Data for this exercise:

start

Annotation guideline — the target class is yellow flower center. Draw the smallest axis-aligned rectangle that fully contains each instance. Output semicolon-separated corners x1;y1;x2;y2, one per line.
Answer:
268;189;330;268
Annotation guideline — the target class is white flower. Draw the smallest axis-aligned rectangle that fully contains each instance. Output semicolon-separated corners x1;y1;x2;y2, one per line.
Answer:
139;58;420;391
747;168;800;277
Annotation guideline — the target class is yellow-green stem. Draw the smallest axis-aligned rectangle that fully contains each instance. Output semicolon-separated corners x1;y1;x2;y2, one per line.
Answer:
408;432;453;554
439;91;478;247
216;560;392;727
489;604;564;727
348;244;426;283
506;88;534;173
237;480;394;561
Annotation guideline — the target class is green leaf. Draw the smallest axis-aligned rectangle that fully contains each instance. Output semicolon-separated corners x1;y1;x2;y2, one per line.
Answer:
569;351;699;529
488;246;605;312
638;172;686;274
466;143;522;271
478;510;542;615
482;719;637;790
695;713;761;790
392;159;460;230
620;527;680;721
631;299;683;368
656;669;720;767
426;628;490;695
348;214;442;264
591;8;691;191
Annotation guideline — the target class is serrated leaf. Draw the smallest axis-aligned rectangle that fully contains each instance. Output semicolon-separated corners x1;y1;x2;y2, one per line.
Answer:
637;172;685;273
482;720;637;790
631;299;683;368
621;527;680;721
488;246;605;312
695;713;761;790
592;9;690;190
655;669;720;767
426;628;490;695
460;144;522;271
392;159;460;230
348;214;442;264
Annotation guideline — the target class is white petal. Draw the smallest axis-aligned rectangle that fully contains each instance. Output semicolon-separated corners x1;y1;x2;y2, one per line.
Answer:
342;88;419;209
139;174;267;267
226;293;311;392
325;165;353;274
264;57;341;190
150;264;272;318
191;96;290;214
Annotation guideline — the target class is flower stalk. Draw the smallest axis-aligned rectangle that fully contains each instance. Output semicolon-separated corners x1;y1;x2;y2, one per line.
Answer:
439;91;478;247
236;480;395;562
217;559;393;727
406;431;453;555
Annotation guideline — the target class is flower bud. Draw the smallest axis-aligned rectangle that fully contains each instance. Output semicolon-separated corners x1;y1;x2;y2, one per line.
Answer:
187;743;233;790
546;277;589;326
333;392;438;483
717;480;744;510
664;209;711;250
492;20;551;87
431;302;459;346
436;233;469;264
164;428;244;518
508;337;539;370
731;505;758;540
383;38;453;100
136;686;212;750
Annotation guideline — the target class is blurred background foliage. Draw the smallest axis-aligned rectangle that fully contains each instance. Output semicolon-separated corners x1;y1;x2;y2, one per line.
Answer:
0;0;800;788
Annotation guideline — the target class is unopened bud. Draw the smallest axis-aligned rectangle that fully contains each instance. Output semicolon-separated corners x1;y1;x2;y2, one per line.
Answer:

end
start

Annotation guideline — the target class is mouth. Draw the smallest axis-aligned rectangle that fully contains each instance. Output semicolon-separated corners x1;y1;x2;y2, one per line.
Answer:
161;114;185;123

end

What needs to be done: Please write out the material unchanged, starting at the line that has "Annotation guideline — the target class is yellow flower" and ending after the line that has "591;8;691;191".

Output:
Annotation guideline — the target class is yellow flower center. Draw the smallest axis-aligned rectangle that fully contains each instance. Output semicolon-separated corners x1;y1;x2;y2, one per line.
Answer:
268;189;330;268
Annotation guideline — the target class is white flower. Draw the smallest axis-aligned rectangle that fully contains each instance. Output semicolon-separated corners x1;y1;x2;y2, one per line.
Answer:
139;58;420;391
747;168;800;277
Annotation guideline — the target class is yellow-green stem. Draw the smallest axis-aligned rectangle that fully contains each instance. Output semicolon-separated corners x1;y1;x2;y2, one per line.
Answer:
408;432;453;554
439;91;478;247
216;560;392;727
489;604;564;727
348;244;426;283
506;88;534;173
237;480;394;561
Annotation guideline — the target class is green leaf. Draw the smallest axis-aligned rectangle that fully contains each instance. Output semicolon-separated corners x1;y1;x2;y2, one per line.
Answer:
569;351;699;529
488;246;605;312
638;172;686;274
466;143;522;271
478;510;542;615
482;719;637;790
695;713;761;790
392;159;460;230
620;527;680;721
631;299;683;368
656;669;720;767
426;628;490;695
348;214;442;264
591;8;691;191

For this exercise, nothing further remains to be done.